>> begin

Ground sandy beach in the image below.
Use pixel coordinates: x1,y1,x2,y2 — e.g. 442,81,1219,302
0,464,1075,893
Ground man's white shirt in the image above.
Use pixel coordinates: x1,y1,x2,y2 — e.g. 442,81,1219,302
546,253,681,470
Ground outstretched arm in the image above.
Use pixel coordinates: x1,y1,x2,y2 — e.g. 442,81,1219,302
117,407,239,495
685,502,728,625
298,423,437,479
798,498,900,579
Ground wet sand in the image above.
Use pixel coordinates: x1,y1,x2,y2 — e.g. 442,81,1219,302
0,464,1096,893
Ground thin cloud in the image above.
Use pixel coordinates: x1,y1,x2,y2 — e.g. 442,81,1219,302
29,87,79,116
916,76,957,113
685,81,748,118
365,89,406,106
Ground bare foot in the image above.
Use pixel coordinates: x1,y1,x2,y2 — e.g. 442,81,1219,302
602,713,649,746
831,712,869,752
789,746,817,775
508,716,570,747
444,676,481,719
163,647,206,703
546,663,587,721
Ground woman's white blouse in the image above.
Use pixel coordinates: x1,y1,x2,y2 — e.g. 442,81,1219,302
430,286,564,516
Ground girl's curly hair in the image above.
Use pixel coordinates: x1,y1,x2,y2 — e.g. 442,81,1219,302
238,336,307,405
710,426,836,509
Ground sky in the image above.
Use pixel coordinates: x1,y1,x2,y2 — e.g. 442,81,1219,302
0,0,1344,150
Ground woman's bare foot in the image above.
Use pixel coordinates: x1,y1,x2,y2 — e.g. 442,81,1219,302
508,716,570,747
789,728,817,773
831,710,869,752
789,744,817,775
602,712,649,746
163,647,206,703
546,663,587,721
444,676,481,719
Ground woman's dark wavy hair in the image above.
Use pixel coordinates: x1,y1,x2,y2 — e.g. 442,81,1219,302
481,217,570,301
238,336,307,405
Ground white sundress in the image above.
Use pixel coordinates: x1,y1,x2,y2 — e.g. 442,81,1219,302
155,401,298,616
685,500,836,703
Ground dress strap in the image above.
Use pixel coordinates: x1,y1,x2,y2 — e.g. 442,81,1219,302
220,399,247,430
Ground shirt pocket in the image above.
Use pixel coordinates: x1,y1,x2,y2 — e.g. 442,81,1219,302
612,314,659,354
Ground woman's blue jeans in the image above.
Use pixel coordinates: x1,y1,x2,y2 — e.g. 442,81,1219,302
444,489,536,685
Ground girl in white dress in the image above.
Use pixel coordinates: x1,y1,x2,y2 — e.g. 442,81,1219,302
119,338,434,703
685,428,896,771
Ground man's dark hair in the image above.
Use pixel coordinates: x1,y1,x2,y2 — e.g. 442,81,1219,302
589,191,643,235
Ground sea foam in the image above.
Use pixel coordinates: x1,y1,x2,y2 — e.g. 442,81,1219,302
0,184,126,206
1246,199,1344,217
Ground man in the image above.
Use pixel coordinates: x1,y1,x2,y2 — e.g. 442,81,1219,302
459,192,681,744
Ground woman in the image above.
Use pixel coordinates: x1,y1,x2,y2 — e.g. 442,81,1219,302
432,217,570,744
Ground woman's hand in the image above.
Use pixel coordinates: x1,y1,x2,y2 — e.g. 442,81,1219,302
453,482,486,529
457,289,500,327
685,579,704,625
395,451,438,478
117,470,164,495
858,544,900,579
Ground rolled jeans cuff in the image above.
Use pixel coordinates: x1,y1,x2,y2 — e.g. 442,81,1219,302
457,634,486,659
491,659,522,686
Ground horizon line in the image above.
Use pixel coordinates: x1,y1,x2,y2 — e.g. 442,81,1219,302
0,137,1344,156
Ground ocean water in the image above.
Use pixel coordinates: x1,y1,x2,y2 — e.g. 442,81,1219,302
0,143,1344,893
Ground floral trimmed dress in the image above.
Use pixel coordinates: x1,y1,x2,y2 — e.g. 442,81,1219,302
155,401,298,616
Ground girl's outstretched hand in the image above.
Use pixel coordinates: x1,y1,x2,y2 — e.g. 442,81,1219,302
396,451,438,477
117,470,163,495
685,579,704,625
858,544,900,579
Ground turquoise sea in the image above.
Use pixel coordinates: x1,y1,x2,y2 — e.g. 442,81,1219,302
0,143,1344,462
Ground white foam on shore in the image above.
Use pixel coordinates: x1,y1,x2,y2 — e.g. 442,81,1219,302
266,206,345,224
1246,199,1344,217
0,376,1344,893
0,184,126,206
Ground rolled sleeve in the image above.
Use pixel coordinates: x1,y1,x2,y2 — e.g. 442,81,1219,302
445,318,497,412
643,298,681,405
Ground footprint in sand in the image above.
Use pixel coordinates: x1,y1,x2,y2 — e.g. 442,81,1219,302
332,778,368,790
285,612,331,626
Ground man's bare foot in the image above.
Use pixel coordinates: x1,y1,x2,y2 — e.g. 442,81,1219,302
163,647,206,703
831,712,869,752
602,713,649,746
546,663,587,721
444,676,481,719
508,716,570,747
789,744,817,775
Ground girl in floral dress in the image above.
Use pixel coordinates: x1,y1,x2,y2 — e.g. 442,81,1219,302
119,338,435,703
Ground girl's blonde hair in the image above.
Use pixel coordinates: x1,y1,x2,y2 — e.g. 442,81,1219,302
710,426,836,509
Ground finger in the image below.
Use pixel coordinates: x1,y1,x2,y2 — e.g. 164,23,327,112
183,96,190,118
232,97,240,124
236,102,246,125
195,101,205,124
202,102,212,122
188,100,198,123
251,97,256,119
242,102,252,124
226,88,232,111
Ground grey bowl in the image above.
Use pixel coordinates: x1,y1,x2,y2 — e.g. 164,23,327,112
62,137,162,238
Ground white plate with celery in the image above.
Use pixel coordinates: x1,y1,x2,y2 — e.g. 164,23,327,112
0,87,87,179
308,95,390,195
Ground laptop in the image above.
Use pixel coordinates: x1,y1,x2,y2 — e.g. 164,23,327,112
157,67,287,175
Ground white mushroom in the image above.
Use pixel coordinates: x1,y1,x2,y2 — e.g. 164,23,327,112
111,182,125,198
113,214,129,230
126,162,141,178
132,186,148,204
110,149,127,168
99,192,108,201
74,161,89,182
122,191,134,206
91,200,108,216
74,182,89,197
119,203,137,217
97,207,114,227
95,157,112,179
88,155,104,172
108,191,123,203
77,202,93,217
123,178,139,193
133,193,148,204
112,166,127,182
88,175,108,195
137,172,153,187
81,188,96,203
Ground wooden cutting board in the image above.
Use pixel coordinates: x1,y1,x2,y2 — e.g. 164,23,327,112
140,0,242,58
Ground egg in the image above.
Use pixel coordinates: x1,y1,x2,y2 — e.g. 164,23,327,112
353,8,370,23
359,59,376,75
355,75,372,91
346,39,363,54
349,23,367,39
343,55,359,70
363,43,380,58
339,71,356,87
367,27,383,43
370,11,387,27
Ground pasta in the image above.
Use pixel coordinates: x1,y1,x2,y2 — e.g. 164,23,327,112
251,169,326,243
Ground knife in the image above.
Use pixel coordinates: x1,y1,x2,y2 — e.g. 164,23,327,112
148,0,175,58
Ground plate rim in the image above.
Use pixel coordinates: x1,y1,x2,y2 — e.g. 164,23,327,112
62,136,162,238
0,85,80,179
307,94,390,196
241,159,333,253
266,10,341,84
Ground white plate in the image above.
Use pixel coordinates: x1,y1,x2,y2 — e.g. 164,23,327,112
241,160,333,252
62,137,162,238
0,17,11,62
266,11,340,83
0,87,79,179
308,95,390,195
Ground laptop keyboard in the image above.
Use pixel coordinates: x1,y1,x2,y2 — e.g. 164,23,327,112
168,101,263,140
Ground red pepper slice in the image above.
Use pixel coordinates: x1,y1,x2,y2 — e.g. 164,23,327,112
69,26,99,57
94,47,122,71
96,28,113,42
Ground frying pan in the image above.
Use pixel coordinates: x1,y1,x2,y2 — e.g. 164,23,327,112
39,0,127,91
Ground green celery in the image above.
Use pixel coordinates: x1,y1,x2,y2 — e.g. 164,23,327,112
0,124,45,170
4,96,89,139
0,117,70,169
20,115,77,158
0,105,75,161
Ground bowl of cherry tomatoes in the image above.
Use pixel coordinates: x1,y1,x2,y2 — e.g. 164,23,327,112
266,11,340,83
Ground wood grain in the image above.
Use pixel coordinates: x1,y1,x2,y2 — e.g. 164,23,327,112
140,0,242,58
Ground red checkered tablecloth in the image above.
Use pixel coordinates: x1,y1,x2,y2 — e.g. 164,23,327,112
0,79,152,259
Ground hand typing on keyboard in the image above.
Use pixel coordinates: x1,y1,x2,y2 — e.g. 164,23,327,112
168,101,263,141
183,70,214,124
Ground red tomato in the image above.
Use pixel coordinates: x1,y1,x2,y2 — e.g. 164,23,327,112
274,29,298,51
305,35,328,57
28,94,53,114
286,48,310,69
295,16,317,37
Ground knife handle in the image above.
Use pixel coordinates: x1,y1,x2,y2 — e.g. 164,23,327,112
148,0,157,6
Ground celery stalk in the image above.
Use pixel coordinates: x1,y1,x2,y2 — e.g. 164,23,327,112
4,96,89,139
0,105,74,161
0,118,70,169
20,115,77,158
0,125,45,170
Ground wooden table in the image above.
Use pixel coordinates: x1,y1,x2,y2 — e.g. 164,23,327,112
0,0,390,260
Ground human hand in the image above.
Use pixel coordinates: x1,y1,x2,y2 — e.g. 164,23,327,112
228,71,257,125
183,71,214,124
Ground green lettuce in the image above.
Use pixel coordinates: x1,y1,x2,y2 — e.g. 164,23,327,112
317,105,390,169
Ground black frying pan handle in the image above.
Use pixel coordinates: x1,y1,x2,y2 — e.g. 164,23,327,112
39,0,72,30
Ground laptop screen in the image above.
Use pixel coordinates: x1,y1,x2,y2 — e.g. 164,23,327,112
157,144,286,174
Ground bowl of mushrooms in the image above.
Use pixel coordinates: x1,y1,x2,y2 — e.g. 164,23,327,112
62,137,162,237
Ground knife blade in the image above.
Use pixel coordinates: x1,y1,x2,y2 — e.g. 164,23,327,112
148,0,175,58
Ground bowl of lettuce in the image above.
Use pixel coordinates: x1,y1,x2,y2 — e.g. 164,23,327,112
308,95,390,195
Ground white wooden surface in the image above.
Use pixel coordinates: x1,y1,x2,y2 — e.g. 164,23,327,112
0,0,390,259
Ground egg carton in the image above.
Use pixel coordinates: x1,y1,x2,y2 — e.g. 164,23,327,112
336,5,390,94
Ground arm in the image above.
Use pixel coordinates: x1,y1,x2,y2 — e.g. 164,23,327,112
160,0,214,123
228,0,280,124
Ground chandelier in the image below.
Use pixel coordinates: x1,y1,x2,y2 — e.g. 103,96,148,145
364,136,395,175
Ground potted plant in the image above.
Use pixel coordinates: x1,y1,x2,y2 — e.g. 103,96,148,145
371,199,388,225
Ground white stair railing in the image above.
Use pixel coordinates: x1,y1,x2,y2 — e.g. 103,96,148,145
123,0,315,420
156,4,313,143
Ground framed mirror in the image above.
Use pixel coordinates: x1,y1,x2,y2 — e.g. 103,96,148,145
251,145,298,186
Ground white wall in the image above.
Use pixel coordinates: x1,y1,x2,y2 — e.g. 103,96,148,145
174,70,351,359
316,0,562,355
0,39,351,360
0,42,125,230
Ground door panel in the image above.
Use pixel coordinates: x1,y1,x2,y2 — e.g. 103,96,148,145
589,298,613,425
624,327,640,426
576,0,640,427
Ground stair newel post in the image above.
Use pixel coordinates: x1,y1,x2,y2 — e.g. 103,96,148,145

>> end

**PROBLEM STATEMENT**
Identify every line in the rows above that contains the string "laptop" and copy each of those lines. Case counts.

**EXERCISE RESULT**
Ground laptop in the image above.
Ground laptop keyboard in the image above.
Ground laptop screen in the image above.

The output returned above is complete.